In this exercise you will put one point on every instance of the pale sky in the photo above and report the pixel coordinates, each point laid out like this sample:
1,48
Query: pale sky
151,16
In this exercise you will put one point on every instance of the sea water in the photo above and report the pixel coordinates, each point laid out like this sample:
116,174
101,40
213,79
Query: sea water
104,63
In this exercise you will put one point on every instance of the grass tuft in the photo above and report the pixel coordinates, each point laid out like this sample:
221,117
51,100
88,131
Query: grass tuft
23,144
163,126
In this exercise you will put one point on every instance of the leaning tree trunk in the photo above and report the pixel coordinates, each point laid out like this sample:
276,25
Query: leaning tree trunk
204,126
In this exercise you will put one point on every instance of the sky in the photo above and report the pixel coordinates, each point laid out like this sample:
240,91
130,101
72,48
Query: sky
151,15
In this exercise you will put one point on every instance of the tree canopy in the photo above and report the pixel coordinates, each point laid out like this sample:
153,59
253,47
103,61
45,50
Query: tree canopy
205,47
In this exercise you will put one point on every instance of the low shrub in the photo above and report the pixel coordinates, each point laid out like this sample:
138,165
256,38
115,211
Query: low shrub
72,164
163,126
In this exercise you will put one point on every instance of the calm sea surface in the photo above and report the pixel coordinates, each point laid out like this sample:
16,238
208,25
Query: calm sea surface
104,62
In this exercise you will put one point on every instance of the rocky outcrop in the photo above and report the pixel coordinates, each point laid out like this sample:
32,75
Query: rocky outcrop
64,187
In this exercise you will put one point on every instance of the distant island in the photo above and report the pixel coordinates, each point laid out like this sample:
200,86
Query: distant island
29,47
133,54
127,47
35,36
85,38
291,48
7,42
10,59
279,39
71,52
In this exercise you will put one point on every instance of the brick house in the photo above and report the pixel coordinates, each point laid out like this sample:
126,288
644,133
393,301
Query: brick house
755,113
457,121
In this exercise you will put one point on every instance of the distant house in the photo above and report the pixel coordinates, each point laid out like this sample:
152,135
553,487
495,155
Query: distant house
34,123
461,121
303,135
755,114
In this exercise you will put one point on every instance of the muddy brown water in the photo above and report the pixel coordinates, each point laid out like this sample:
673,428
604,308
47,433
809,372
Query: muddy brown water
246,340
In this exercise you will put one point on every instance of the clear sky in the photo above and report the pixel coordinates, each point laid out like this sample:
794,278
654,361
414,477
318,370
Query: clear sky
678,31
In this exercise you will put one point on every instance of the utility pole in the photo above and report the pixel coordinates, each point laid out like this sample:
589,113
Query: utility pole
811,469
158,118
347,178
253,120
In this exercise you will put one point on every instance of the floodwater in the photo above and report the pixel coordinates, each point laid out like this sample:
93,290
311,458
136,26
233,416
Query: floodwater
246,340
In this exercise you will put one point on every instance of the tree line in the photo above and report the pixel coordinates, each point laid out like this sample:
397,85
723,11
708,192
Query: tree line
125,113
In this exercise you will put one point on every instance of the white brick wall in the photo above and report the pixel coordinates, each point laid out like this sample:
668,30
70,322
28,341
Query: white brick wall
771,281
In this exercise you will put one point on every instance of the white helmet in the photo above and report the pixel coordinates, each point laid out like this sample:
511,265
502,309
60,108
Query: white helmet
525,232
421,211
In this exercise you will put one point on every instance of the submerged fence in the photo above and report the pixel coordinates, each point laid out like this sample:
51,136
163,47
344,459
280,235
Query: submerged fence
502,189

#####

Quote verbatim the line containing "of the muddy" and every line after it through the end of the records above.

*Exercise result*.
In this exercise you will put one point on every instance of the muddy brown water in the photo above and report the pixel coordinates, each point laid out like this sample:
673,428
604,308
47,433
809,372
Query: muddy brown water
246,340
In this exercise you will put one point on every instance of the clear sky in the photo above and report the pixel coordinates, each point laid out like this sample:
794,278
654,361
414,477
318,370
Query: clear sky
678,31
In this exercise you will put one point on every instance of the utility pole in the photo above and report the pixel coordinates, each point laid out like this sample:
589,113
Query: utility pole
811,469
158,118
347,178
253,120
In this exercise you will put one point on every instance of the floodwater in the photo above and report the pixel coordinates, each point laid out like this sample:
93,290
311,458
136,26
233,416
Query: floodwater
246,340
In this exercise you will put one point on every instance of the tree line in the photo above and report the pixel coordinates, each point laid out like this sample:
397,85
723,11
708,192
Query: tree line
125,113
In this exercise you will put one point on every instance of the white brick wall in the photo above and report the pixel coordinates, each point laid out like this sample:
668,30
70,322
28,341
Query: white brick wall
771,281
In this exercise you will put one point on every instance of the white helmet in the photo above and report the pixel coordinates, each point laid out like this sample:
511,265
502,309
60,108
Query: white helmet
525,232
421,211
In this exercise you will put one point on every instance of the submerged fence in the photo above and report the pixel coordinates, each point laid out like this sample:
51,136
163,47
344,459
280,235
Query: submerged fence
502,189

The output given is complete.